- **TASK TO COMPLETE**
In the listing below, render everything from the line containing "Field-scouting task: mark every instance of the plume" down to and including the line containing "Target: groomed ski piste" as a Markdown table. Use a Row column for each line's number and a Line column for its text, and leave out blank lines.

- **DATASET EXTRACT**
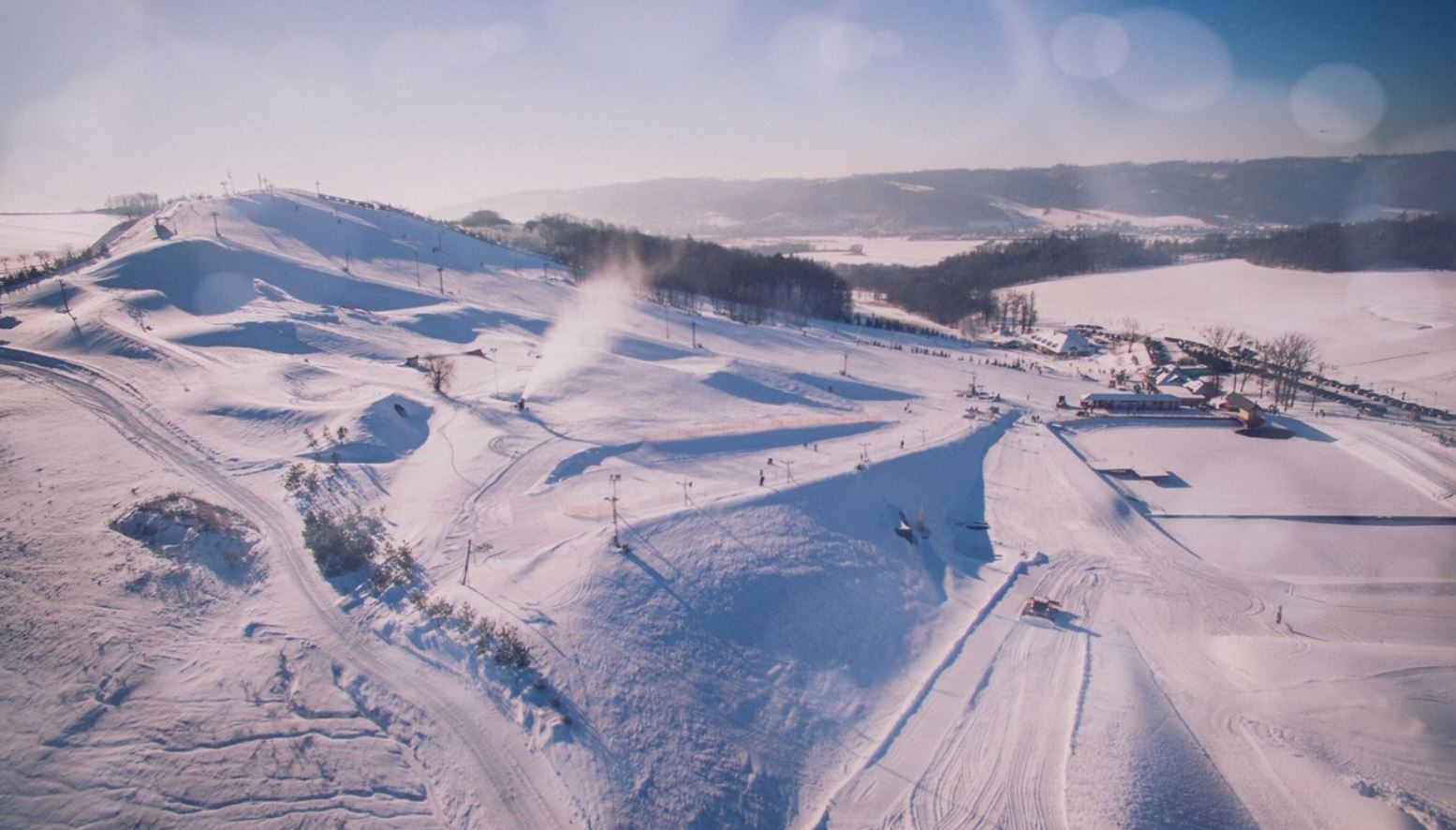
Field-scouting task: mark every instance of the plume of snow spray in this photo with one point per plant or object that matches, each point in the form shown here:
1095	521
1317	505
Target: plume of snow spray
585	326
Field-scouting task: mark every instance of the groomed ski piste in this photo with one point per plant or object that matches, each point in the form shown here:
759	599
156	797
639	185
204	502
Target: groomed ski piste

--

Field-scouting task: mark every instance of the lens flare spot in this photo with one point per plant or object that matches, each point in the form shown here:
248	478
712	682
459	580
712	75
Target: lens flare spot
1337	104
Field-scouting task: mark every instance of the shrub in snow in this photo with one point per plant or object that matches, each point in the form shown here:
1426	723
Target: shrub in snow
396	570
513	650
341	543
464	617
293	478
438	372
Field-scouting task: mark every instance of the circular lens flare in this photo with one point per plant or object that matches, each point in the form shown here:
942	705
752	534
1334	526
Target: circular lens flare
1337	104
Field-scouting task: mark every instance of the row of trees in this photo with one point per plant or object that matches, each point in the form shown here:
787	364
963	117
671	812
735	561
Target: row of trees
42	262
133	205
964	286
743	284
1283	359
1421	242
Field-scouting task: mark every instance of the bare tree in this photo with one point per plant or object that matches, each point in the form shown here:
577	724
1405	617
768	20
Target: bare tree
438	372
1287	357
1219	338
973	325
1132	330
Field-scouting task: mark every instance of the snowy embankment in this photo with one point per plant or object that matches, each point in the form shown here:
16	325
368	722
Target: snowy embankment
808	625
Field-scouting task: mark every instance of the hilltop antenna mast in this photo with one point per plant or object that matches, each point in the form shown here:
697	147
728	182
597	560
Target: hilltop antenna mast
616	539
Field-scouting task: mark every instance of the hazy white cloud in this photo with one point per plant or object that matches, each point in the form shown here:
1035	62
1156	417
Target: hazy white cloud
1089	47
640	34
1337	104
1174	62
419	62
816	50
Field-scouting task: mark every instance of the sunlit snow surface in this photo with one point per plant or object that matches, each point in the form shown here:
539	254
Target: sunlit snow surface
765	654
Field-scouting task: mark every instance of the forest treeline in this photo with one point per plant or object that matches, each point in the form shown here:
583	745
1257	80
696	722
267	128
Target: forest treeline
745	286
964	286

--

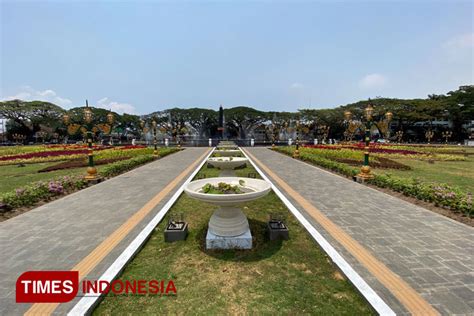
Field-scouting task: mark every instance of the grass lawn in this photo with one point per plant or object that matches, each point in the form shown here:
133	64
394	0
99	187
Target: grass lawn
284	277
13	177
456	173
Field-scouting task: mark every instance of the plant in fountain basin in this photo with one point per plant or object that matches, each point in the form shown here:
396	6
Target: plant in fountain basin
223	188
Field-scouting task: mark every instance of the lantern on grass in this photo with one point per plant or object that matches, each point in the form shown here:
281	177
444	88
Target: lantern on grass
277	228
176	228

- **OUTPUT OF THE TASK**
| Row | Line |
|---|---|
| 1 | Field-scouting task: mark every instance of the plume of snow spray in this photo with one point per plant or object that matches, each point in the form shown here: |
| 2 | 1095	521 |
| 3 | 1317	505 |
| 4 | Target: plume of snow spray |
| 5 | 585	326 |
| 6 | Field-scouting task: mark every instance of the groomed ski piste in this photo with one point per plant or object that matches, each point in the form shown here: |
| 7 | 759	599 |
| 8 | 156	797 |
| 9 | 639	185 |
| 10 | 204	502 |
| 11 | Target: groomed ski piste |